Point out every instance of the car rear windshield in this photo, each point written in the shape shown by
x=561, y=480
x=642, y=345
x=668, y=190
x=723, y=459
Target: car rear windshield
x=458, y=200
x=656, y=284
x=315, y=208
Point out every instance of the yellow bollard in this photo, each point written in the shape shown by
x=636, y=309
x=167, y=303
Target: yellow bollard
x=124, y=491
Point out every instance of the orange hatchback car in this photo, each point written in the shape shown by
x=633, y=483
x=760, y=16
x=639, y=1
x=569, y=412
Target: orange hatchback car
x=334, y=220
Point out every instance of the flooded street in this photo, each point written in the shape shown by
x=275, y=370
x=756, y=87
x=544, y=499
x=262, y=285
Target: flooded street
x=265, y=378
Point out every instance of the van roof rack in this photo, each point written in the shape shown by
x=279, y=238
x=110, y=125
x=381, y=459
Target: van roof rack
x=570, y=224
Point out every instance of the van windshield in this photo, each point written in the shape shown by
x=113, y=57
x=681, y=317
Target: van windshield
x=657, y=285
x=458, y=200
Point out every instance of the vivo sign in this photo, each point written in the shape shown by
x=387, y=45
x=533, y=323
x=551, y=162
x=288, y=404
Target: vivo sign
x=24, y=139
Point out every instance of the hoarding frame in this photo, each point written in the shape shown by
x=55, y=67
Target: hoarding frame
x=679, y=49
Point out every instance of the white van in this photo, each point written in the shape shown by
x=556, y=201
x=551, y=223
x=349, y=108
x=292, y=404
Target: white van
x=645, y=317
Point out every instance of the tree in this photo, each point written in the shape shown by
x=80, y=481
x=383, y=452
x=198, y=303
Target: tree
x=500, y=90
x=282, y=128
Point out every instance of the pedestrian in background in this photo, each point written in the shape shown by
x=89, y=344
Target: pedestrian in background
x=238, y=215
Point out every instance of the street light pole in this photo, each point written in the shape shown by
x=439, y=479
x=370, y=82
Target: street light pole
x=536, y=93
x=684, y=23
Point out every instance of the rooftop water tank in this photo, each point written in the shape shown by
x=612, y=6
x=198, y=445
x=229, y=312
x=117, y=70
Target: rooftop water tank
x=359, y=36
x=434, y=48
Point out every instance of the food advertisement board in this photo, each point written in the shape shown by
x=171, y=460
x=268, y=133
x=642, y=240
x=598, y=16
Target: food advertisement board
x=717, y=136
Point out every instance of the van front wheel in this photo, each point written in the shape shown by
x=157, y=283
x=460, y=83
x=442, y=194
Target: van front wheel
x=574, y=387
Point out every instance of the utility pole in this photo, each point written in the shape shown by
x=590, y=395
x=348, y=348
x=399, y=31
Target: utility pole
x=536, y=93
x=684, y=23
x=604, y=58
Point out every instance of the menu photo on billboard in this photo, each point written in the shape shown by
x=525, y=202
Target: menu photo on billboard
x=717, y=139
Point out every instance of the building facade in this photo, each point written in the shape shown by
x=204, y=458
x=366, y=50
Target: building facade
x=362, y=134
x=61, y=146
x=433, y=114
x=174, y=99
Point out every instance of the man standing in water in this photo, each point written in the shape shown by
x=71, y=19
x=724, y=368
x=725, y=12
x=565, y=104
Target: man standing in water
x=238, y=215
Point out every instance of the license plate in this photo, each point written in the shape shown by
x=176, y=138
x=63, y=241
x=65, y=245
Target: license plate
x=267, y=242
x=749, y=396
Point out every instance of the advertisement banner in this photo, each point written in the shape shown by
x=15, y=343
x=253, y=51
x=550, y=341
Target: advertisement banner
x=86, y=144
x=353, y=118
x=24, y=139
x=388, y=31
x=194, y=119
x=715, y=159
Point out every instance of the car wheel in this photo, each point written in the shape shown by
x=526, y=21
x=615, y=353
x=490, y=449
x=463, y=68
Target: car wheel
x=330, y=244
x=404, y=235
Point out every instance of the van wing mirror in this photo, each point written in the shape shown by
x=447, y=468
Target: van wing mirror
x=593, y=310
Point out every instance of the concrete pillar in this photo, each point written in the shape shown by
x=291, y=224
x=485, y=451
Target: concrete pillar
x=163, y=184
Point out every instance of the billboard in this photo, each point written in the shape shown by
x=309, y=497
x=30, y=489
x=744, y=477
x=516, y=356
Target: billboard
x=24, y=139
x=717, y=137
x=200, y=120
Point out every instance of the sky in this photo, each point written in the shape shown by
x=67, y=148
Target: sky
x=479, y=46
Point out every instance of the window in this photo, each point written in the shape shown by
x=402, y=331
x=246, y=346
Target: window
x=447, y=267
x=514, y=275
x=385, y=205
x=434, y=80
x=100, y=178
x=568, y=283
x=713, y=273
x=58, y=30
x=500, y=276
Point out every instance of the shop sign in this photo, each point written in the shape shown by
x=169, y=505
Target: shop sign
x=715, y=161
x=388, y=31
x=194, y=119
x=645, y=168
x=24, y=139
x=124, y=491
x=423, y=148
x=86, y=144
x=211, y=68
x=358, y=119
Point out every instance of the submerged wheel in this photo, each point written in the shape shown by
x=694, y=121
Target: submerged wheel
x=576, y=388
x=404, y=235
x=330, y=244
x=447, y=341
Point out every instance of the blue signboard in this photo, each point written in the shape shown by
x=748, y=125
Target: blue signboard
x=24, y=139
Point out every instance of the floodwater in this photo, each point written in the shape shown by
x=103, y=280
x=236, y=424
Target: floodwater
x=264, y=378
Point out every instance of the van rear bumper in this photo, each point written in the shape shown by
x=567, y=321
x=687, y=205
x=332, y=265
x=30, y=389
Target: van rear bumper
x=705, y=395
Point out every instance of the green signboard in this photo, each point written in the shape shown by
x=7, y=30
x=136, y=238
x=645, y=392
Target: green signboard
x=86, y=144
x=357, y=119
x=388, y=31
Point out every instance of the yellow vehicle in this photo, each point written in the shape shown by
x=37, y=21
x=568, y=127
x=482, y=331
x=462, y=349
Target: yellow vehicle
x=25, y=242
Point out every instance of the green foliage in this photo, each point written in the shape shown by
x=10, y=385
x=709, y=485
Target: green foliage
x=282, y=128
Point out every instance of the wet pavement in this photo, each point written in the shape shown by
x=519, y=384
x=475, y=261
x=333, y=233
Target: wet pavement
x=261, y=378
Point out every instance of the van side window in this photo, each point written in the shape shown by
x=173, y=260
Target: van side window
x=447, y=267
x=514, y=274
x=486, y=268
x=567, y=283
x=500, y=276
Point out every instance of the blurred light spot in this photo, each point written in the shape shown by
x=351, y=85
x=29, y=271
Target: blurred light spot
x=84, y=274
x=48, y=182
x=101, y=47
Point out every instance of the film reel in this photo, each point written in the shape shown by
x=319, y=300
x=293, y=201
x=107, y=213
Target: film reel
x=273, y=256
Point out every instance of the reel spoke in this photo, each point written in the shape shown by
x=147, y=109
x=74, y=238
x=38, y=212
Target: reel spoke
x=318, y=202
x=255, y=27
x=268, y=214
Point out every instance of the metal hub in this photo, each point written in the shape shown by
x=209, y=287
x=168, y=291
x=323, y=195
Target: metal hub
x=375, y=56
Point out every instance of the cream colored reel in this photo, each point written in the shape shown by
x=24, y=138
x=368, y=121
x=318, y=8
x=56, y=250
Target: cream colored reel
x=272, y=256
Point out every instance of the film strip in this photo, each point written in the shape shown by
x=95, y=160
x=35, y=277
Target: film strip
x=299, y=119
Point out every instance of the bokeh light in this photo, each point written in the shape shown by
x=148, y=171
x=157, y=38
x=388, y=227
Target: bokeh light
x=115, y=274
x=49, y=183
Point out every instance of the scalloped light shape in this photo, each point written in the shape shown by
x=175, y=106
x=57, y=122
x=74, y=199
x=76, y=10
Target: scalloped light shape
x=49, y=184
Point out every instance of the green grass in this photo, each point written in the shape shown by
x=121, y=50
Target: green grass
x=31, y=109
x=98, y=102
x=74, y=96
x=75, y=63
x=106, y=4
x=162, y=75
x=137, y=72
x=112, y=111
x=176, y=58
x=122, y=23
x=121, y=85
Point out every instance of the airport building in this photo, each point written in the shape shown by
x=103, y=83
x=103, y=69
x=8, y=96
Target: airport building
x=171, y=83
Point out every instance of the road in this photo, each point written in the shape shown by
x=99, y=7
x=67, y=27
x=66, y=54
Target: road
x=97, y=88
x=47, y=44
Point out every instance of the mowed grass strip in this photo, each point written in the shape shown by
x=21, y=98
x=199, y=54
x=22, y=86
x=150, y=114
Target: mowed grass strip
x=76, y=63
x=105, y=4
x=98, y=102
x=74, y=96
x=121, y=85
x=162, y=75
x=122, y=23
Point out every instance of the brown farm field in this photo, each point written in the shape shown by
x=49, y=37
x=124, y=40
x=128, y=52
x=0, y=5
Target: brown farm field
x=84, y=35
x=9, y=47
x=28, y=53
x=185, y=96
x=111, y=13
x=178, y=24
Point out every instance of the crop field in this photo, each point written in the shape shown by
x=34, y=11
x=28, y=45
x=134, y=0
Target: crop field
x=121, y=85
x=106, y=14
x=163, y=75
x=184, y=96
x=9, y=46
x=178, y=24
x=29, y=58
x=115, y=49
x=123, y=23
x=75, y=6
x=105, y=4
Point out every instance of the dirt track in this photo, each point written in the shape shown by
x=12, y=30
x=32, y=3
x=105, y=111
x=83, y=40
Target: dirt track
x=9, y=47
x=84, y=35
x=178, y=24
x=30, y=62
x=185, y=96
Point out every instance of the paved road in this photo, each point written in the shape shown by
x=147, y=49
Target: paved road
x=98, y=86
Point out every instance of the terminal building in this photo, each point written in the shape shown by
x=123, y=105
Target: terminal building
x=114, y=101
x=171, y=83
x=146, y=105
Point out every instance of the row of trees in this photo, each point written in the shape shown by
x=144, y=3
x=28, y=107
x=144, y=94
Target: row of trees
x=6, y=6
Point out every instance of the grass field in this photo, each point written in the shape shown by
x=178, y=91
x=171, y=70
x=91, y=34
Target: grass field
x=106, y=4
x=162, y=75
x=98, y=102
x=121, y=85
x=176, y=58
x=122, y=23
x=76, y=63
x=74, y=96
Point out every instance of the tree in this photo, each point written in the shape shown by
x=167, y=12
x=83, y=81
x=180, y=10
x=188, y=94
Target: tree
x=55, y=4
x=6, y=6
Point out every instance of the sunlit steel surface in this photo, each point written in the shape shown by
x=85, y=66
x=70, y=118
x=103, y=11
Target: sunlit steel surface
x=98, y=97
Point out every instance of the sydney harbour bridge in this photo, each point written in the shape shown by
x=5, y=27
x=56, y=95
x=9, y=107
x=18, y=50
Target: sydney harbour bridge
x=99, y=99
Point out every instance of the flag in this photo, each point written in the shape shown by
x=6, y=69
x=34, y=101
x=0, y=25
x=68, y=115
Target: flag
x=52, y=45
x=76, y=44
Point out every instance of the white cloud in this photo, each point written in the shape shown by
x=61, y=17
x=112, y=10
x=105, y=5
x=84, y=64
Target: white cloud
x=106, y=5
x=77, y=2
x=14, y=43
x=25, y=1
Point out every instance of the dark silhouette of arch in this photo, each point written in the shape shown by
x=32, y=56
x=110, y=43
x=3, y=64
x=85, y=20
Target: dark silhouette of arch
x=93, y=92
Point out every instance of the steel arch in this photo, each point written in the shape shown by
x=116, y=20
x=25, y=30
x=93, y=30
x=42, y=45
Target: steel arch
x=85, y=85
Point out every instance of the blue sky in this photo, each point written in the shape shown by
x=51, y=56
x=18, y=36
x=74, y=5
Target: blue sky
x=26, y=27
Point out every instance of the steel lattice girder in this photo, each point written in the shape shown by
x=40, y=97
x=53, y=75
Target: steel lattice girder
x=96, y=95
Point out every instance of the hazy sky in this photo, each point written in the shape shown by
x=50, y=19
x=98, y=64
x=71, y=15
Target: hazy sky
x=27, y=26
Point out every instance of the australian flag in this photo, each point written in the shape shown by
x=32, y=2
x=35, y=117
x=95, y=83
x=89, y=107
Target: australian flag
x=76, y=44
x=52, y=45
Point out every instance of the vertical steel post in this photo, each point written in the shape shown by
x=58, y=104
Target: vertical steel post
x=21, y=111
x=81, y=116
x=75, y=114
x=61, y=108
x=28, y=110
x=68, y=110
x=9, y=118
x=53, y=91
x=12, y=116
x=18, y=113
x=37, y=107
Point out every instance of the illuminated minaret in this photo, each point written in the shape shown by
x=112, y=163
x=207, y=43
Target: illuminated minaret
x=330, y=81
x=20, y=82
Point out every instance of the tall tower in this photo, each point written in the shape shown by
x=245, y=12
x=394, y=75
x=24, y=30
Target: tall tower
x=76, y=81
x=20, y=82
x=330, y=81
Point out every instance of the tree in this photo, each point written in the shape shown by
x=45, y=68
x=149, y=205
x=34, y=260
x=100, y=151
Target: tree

_ _ _

## DIRECTIONS FOR THIS TASK
Search the listing above for the lines with "Point out every instance of the road" and "x=150, y=114", then output those lines and all lines between them exactly.

## ANSWER SECTION
Point out every instance of the road in this photo, each point written in the shape shown by
x=99, y=7
x=67, y=27
x=66, y=54
Target: road
x=97, y=88
x=47, y=44
Point out every instance of the mowed grass strip in this photo, each point written in the shape shown by
x=21, y=98
x=199, y=54
x=22, y=86
x=150, y=114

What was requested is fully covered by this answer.